→ **Task directions**:
Answer these questions from the text on Julius Caesar's military campaigns below.
(a) In which years did Caesar invade Britain?
(b) Who were the three candidates for the consulship in 59 BC?
(c) What name did Roman satirists give to that year?

Military campaigns of Julius Caesar

The military campaigns of Julius Caesar constituted both the Gallic War (58 BC-51 BC) and Caesar's civil war (50 BC-45 BC). They followed Caesar's consulship (chief magistracy) in 59 BC, which had been highly controversial. The Gallic War mainly took place in what is now France. In 55 and 54 BC, he invaded Britain, although he made little headway. The Gallic War ended with complete Roman victory at the Battle of Alesia. This was followed by the civil war, during which time Caesar chased his rivals to Greece, decisively defeating them there. He then went to Egypt, where he defeated the Egyptian pharaoh and put Cleopatra on the throne. He then finished off his Roman opponents in Africa and Spain. Once his campaigns were over, he served as Roman Dictator until his assassination on March 15, 44 BC. These wars were critically important in the transition from the Roman Republic to the Roman Empire.

First consulship and triumvirate

Main article: First Triumvirate

Three candidates stood for the consulship in 59 BC: Caesar, Marcus Calpurnius Bibulus who had been aedile with Caesar several years earlier, and Lucius Lucceius. The election was dirty. Caesar canvassed Cicero for support, and made an alliance with the wealthy Lucceius, but the establishment threw its financial weight behind the conservative Bibulus, and even Cato, with his reputation for incorruptibility, is said to have resorted to bribery in his favour. Caesar and Bibulus were elected as consuls.[1]

Caesar was already in Crassus' political debt, but he also made overtures to Pompey, who was unsuccessfully fighting the Senate for ratification of his eastern settlements and farmland for his veterans. Pompey and Crassus had been at odds since they were consuls together in 70 BC, and Caesar knew if he allied himself with one he would lose the support of the other, so he endeavoured to reconcile them. Between the three of them, they had enough money and political influence to control public business. This informal alliance, known as the First Triumvirate (rule of three men), was cemented by the marriage of Pompey to Caesar's daughter Julia.[2] Caesar also married again, this time Calpurnia, daughter of Lucius Calpurnius Piso Caesoninus, who was elected to the consulship for the following year.[3]

Caesar proposed a law for the redistribution of public lands to the poor, a proposal supported by Pompey, by force of arms if need be, and by Crassus, making the triumvirate public. Pompey filled the city with soldiers, and the triumvirate's opponents were intimidated. Bibulus attempted to declare the omens unfavourable and thus void the new law, but was driven from the forum by Caesar's armed supporters. His lictors had their fasces broken, two tribunes accompanying him were wounded, and Bibulus himself had a bucket of excrement thrown over him. In fear of his life, he retired to his house for the rest of the year, issuing occasional proclamations of bad omens. These attempts to obstruct Caesar's legislation proved ineffective. Roman satirists ever after referred to the year as "the consulship of Julius and Caesar".[4]

This also gave rise to this lampoon-

The event occurred, as I recall, when Caesar governed Rome-

Caesar, not Bibulus, who kept his seat at home.

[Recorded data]
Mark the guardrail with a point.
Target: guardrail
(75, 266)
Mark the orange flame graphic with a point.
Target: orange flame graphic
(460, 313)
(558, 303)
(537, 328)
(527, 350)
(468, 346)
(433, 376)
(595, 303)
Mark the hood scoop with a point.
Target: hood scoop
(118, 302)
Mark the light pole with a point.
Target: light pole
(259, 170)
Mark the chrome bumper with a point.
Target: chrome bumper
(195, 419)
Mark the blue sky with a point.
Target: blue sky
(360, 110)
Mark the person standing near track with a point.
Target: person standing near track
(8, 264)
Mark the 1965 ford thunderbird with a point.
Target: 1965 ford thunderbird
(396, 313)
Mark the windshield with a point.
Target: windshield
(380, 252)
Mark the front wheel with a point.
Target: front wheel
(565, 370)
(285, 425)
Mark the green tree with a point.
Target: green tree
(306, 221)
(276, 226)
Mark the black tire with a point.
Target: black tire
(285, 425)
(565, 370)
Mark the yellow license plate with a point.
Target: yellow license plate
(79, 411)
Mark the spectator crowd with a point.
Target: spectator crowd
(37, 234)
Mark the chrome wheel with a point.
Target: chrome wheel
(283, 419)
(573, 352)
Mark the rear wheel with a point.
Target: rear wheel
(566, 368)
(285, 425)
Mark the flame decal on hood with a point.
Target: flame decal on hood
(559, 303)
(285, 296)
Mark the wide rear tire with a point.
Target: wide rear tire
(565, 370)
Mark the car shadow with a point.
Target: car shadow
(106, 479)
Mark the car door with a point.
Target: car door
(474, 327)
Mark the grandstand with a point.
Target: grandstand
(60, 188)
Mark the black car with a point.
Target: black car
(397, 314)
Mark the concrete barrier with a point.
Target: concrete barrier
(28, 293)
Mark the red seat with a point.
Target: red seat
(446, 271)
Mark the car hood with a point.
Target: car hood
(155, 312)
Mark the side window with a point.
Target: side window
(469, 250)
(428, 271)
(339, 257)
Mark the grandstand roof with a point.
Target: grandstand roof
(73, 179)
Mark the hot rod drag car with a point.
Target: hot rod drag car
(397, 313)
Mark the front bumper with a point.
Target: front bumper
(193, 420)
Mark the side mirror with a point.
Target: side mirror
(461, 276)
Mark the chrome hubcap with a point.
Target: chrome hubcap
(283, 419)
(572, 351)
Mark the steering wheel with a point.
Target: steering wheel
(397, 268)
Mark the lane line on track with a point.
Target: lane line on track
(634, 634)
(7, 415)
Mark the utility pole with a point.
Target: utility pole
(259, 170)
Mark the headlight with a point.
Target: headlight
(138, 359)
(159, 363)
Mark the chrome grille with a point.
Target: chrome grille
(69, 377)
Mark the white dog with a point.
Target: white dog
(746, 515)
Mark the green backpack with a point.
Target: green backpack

→ **Output for this task**:
(a) 55 and 54 BC
(b) Caesar, Marcus Calpurnius Bibulus, and Lucius Lucceius
(c) "the consulship of Julius and Caesar"